TEXTO DE REFERENCIA:

En una columna anterior titulada “El desafío de la resiliencia de la cadena de suministro de medicamentos”, advertí que externalizar toda la producción puede dar la ilusión de eficiencia, pero no garantiza abastecimiento. El espejismo de los precios bajos se desvanece cuando las cadenas logísticas se rompen, los países imponen restricciones a la exportación o los insumos críticos se concentran en pocas manos.

Hoy, el debate se ha sofisticado. Ya no se trata sólo de dónde se produce, sino de cómo se toman las decisiones sobre qué producir, con qué criterios y con qué incentivos. La relocalización productiva no puede ser una reacción emocional ni una consigna política. Debe ser una política pública basada en evidencia, riesgo y propósito.

No es realista —ni técnica ni económicamente— aspirar a producir todo localmente. Pero tampoco es prudente depender exclusivamente de cadenas de suministro globales que han demostrado ser vulnerables ante disrupciones geopolíticas, sanitarias o logísticas. La clave está en identificar con precisión qué productos son realmente críticos, cuáles presentan una alta concentración de proveedores y en qué segmentos existe capacidad instalada o potencial de desarrollo local.

Además, es importante reconocer que las relocalizaciones de cadenas de suministro son procesos lentos, complejos y de alto costo, pudiendo extenderse entre 4 y 7 años, dependiendo de la complejidad regulatoria y la infraestructura requerida, según algunas estimaciones. Para que ello ocurra adecuadamente, se requieren señales claras y sostenidas en el tiempo por parte de los Estados —no sólo de los gobiernos—. Estas decisiones no pueden estar ancladas a ciclos políticos cortos ni depender de voluntades circunstanciales. La experiencia internacional muestra que los países que han logrado atraer inversión farmacéutica lo han hecho a través de planes estratégicos de largo plazo, con marcos regulatorios estables, incentivos fiscales bien diseñados y políticas de compras públicas alineadas con objetivos industriales y sanitarios.

DATOS PROPORCIONADOS:
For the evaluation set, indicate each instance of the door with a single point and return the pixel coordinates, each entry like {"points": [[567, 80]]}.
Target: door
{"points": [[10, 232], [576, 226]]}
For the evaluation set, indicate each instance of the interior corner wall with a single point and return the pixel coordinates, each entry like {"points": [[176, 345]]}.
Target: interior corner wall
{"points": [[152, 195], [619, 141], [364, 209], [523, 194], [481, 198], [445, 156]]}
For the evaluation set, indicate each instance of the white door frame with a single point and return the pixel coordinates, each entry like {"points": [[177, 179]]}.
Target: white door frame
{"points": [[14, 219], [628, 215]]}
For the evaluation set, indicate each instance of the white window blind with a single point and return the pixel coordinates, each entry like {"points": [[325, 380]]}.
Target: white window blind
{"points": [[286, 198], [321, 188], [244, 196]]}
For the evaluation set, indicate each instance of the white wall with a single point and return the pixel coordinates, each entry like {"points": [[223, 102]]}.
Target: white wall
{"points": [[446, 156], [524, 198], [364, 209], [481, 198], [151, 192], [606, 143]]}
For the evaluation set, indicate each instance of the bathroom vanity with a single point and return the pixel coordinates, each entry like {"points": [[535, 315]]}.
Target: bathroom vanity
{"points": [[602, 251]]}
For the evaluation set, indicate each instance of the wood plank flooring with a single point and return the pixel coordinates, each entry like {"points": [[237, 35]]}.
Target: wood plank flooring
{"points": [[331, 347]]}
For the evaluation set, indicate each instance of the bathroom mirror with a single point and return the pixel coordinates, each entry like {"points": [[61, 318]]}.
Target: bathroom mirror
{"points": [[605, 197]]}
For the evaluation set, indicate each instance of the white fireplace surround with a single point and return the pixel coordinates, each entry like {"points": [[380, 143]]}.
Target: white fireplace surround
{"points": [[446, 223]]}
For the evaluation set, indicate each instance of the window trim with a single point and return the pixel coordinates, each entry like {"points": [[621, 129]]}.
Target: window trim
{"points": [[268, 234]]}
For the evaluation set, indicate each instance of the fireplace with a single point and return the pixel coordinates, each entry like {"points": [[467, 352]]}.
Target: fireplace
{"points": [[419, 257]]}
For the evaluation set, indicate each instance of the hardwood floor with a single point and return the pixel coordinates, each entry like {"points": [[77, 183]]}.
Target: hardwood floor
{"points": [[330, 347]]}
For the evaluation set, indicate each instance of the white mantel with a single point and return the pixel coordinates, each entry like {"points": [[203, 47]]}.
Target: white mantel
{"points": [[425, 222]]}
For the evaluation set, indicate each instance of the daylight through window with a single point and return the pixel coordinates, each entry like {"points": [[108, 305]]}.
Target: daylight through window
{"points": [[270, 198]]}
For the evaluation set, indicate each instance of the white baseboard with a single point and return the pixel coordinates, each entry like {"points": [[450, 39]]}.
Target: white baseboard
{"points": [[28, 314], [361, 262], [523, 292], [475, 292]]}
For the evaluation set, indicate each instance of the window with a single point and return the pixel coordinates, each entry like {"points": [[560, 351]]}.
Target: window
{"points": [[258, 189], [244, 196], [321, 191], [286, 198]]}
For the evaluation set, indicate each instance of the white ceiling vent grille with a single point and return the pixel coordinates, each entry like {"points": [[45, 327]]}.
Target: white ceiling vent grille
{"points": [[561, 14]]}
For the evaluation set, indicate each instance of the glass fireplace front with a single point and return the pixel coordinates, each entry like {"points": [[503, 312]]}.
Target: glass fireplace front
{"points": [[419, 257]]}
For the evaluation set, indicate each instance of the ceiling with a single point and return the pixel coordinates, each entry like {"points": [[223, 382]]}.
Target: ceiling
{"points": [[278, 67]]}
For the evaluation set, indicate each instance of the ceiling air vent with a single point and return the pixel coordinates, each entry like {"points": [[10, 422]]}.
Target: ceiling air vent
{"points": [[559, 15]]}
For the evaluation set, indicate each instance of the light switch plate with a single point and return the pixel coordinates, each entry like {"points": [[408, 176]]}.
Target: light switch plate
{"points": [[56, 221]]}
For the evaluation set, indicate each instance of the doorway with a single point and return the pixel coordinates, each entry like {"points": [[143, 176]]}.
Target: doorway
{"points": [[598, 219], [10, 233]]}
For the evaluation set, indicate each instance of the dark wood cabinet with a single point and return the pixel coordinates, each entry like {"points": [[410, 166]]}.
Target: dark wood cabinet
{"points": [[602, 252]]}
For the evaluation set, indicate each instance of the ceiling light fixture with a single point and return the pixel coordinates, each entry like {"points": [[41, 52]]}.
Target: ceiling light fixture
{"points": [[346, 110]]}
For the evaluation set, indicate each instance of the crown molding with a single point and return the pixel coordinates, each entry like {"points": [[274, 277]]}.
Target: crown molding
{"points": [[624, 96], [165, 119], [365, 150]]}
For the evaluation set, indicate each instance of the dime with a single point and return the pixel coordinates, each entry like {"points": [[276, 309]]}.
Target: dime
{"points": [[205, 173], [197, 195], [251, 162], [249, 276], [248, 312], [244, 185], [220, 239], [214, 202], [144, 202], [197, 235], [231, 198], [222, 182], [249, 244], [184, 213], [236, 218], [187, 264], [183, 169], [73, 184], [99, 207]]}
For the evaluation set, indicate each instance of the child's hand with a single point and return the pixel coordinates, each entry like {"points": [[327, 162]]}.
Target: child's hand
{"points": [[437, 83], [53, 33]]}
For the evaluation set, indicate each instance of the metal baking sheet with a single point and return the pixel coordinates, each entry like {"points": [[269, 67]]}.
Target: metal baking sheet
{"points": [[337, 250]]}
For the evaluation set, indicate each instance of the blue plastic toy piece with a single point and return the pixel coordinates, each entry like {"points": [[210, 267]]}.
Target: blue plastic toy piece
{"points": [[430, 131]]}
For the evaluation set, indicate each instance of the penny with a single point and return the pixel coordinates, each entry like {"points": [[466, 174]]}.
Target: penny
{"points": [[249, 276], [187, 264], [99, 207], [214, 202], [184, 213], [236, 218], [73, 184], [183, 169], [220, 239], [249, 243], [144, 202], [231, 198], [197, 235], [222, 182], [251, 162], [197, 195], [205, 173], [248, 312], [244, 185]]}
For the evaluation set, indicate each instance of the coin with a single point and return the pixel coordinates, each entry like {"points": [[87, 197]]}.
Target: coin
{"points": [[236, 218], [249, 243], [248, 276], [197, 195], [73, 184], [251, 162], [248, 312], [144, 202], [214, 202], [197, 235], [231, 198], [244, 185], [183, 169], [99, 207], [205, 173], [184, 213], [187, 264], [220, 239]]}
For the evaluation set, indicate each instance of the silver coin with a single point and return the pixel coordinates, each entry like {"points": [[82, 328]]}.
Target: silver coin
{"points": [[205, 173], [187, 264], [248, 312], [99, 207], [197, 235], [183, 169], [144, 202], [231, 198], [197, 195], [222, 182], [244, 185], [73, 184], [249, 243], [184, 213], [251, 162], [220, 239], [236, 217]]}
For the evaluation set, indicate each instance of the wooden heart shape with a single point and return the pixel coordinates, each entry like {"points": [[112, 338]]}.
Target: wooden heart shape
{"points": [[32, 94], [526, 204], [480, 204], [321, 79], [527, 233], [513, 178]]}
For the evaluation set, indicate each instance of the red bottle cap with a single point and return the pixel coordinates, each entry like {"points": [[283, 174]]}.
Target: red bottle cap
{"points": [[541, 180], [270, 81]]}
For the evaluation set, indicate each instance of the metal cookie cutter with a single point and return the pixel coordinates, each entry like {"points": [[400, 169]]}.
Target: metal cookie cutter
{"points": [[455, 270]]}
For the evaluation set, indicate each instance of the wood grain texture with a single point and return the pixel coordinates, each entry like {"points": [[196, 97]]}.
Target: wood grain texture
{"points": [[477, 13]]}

INSTRUCCIONES:
(a) Según el texto sobre la producción farmacéutica, ¿a través de qué medios han logrado atraer inversión farmacéutica algunos países? Enumere todos los que se mencionan.
(b) Transcriba del texto sobre la producción farmacéutica todo el fragmento que va desde "En una columna" hasta "riesgo y propósito.", ambos incluidos.
Los registros no son necesarios para resolver lo que se solicita.

RESPUESTAS POR TAREA:
(a)
- Planes estratégicos de largo plazo
- Marcos regulatorios estables
- Incentivos fiscales bien diseñados
- Políticas de compras públicas alineadas con objetivos industriales y sanitarios

(b)
En una columna anterior titulada “El desafío de la resiliencia de la cadena de suministro de medicamentos”, advertí que externalizar toda la producción puede dar la ilusión de eficiencia, pero no garantiza abastecimiento. El espejismo de los precios bajos se desvanece cuando las cadenas logísticas se rompen, los países imponen restricciones a la exportación o los insumos críticos se concentran en pocas manos.

Hoy, el debate se ha sofisticado. Ya no se trata sólo de dónde se produce, sino de cómo se toman las decisiones sobre qué producir, con qué criterios y con qué incentivos. La relocalización productiva no puede ser una reacción emocional ni una consigna política. Debe ser una política pública basada en evidencia, riesgo y propósito.